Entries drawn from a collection
◇ ◇ ◇
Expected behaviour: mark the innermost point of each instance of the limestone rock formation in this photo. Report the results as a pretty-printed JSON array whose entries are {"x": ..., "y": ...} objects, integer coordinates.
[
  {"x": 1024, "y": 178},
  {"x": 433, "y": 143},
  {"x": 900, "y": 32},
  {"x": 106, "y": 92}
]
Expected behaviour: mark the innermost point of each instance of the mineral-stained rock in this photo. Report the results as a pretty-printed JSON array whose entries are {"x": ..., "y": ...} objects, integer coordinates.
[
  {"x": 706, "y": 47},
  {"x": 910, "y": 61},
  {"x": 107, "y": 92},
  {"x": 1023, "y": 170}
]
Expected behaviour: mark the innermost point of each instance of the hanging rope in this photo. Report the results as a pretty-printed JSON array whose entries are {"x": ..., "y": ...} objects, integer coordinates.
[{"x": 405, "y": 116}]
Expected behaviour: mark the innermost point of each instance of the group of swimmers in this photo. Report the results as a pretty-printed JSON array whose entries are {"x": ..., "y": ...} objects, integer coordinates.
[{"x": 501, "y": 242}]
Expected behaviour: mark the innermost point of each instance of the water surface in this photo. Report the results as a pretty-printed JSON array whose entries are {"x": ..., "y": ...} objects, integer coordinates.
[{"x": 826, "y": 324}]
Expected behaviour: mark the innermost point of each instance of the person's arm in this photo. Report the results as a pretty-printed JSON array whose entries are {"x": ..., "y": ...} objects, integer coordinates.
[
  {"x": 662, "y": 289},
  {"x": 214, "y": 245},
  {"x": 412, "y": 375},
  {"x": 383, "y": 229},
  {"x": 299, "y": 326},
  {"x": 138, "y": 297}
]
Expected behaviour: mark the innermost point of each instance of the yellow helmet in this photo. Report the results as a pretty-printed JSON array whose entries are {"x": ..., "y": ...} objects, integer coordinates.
◇ ◇ ◇
# WHAT THIS TASK INVOLVES:
Please convert the part of the material that opens with the line containing "of the person's" and runs through the end of the material into a Markdown table with the columns Row and Line. Number each line in order and leave out any blank lines.

# RESULT OF THE TASK:
| Row | Line |
|---|---|
| 1 | Expected behaviour: mark the innermost point of each instance of the person's arm in this photo. Report the results as a pretty-printed JSON array whose entries are {"x": ..., "y": ...} objects, integer coordinates. |
| 2 | [ |
| 3 |   {"x": 662, "y": 289}, |
| 4 |   {"x": 214, "y": 245}, |
| 5 |   {"x": 412, "y": 375}, |
| 6 |   {"x": 383, "y": 229}, |
| 7 |   {"x": 299, "y": 326}, |
| 8 |   {"x": 138, "y": 297} |
| 9 | ] |
| 10 | Expected behaviour: mark the innermost point of each instance of the yellow helmet in this photo. Report the results as a pretty-printed JSON array whose entries are {"x": ..., "y": ...} objects, integer coordinates. |